#### Goal of the exercise:
Return every line in the records below that contains the word "window".

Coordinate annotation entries
* start *
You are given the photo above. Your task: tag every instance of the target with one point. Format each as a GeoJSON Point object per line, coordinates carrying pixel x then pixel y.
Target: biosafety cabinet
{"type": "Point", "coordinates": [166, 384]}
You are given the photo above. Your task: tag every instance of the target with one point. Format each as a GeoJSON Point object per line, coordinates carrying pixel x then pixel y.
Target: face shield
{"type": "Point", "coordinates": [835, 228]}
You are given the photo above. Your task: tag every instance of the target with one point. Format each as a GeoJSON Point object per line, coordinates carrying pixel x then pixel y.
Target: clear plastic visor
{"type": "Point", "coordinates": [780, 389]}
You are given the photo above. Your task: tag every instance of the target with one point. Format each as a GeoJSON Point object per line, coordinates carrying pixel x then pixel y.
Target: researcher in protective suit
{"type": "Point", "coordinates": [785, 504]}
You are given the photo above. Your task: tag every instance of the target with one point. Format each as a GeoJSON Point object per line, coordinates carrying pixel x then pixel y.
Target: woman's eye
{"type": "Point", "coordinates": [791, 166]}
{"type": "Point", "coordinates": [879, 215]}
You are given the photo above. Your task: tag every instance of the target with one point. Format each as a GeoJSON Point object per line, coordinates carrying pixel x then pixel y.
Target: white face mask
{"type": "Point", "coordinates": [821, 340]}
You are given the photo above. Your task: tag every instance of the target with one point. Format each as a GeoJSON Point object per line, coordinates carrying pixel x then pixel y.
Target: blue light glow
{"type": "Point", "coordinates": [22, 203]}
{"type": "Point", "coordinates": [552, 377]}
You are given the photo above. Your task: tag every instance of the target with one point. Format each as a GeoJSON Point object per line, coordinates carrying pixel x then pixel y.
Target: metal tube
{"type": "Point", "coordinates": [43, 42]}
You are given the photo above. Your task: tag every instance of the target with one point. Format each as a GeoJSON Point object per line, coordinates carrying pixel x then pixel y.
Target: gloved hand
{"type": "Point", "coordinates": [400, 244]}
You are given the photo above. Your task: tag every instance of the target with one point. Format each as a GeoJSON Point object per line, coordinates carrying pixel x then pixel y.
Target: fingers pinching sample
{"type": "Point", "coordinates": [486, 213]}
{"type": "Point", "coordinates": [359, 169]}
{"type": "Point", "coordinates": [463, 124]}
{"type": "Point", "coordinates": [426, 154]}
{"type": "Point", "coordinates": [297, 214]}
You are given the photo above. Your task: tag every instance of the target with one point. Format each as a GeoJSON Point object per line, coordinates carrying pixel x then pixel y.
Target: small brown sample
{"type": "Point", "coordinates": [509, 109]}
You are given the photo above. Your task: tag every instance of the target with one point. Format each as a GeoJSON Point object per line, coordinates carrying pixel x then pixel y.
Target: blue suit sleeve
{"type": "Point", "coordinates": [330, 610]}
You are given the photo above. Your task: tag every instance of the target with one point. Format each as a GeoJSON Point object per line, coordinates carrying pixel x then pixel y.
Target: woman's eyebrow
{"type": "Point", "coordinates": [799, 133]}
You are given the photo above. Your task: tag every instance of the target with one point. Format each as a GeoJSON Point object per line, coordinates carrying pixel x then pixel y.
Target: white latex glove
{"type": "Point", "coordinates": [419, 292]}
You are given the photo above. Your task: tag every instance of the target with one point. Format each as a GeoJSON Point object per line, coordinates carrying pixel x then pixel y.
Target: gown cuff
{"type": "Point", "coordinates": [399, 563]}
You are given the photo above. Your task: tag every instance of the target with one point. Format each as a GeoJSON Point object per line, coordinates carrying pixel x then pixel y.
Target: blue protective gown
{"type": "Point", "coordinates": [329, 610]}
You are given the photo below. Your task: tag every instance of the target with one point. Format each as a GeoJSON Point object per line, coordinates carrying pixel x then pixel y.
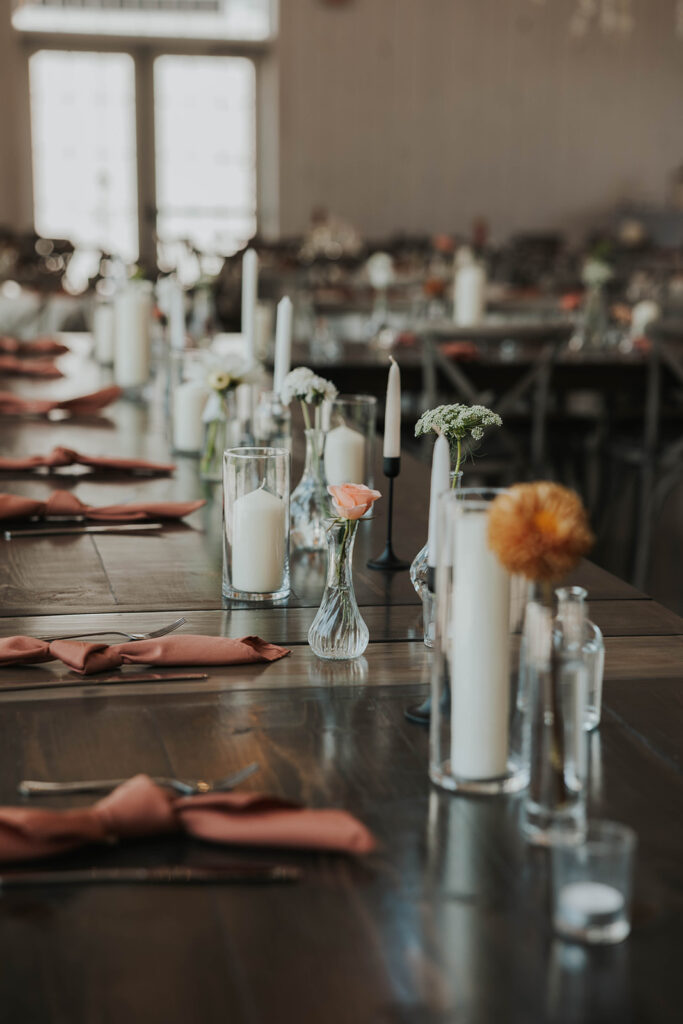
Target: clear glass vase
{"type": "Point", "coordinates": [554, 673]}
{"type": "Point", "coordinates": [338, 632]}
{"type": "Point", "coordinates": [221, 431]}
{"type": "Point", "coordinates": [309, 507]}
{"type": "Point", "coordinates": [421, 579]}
* end *
* start *
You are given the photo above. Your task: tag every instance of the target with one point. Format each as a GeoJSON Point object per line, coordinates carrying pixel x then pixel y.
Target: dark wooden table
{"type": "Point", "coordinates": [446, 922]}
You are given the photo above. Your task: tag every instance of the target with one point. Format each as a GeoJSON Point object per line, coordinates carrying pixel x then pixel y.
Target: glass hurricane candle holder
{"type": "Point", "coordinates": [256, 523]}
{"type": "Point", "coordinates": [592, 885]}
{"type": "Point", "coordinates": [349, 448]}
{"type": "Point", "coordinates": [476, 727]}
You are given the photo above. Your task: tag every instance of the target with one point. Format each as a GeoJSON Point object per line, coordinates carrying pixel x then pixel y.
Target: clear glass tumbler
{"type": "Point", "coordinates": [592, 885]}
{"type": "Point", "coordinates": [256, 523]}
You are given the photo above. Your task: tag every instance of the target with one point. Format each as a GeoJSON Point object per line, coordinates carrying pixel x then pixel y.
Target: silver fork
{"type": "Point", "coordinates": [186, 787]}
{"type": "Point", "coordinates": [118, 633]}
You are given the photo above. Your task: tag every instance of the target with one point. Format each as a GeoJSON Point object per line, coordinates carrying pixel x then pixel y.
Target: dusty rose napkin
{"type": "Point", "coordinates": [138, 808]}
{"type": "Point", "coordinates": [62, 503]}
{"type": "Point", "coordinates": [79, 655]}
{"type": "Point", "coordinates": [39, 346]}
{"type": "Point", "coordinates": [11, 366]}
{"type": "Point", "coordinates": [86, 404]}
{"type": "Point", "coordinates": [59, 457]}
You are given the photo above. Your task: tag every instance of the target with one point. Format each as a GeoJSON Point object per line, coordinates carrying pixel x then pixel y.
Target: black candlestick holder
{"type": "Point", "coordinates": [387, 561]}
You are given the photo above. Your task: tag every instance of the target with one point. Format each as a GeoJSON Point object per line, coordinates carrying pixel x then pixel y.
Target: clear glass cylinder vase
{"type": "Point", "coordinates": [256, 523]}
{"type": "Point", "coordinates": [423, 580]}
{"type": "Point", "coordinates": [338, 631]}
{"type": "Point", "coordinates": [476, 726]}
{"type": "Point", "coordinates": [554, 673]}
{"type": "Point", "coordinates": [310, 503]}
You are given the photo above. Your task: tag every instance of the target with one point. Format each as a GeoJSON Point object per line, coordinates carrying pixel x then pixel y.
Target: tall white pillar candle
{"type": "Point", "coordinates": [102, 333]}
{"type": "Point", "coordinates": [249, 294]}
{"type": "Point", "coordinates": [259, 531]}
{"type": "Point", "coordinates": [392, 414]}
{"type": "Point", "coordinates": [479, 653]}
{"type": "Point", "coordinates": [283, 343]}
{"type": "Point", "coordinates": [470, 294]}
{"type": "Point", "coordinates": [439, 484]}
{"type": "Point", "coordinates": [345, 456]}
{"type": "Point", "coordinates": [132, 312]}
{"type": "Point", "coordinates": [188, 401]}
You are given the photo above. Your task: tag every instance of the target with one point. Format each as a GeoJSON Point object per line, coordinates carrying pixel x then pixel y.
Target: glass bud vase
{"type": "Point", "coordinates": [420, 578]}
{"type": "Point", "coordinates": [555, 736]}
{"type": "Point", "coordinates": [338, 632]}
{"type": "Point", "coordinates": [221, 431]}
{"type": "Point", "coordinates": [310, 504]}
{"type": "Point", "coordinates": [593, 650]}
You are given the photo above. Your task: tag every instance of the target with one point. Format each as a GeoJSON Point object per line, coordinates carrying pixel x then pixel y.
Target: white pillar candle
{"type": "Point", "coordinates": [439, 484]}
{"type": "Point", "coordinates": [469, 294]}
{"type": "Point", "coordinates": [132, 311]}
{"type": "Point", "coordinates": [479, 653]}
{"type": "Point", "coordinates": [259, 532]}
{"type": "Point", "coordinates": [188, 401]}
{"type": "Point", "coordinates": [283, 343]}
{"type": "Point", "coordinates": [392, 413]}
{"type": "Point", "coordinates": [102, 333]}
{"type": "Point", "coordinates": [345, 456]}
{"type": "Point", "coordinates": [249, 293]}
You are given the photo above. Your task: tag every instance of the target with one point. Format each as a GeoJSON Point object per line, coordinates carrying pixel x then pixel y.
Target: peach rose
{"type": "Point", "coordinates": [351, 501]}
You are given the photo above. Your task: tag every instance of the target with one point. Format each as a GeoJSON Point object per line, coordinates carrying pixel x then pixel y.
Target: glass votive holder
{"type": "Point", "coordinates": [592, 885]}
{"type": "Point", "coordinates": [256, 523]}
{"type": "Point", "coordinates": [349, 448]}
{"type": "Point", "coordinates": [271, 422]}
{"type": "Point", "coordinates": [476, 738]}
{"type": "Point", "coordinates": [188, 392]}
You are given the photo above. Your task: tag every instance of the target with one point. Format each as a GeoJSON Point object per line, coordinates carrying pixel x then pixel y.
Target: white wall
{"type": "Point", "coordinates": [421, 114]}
* end *
* start *
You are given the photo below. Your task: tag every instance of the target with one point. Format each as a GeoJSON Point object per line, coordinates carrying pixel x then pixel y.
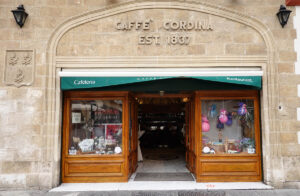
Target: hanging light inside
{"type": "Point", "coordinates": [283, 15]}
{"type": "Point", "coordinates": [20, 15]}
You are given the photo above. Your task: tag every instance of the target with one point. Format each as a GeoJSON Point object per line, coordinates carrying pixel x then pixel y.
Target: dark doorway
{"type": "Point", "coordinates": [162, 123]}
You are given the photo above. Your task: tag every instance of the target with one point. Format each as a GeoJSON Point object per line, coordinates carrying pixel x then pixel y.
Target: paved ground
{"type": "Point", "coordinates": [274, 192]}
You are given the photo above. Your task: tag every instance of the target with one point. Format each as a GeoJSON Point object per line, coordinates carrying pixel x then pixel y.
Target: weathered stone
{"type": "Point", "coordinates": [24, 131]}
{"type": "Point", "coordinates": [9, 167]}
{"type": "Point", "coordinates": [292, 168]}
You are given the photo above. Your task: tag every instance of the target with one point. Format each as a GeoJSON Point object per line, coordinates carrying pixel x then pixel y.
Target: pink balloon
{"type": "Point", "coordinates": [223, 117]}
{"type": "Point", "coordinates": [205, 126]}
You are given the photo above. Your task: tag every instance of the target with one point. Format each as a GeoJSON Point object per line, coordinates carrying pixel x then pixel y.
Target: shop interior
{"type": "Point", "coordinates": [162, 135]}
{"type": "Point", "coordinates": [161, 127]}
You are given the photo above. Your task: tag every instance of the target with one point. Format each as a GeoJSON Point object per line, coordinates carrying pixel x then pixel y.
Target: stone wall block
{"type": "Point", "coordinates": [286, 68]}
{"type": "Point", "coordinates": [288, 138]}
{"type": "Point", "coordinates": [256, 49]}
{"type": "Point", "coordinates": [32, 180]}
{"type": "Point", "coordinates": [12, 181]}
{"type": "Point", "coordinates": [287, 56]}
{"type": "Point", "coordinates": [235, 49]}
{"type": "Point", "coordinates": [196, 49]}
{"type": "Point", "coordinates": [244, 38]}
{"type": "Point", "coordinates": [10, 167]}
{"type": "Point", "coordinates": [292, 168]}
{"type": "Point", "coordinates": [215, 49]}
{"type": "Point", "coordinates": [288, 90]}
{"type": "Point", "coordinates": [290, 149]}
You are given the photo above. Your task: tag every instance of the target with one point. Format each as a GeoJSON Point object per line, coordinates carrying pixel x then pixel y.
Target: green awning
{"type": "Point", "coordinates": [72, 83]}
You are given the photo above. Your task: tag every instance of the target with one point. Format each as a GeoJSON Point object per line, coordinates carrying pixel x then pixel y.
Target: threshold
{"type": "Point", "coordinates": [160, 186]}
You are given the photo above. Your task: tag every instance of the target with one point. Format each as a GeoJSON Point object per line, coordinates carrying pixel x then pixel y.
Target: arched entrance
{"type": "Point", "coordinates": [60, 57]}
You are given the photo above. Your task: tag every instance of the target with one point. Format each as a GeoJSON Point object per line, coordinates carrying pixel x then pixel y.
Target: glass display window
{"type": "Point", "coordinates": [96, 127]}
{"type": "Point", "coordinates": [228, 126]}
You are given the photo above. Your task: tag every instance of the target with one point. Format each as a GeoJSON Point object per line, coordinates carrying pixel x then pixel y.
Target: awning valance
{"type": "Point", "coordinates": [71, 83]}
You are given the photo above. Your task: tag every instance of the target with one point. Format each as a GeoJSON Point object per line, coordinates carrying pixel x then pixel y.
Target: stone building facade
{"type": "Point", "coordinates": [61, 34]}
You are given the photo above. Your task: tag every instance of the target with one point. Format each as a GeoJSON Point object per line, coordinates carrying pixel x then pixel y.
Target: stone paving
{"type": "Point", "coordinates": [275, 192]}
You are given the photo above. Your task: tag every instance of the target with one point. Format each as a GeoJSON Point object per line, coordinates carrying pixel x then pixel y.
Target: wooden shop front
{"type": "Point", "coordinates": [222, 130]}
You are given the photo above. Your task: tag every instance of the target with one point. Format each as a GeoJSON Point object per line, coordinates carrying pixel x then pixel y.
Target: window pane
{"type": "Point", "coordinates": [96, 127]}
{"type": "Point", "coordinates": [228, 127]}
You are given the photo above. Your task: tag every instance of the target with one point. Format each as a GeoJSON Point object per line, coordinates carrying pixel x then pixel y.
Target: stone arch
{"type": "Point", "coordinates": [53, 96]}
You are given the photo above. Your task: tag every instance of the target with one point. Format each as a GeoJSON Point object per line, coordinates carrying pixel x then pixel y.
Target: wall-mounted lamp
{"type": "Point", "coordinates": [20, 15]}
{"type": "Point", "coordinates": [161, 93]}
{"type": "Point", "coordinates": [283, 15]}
* end *
#### Complete response:
Target: glass display window
Target: window pane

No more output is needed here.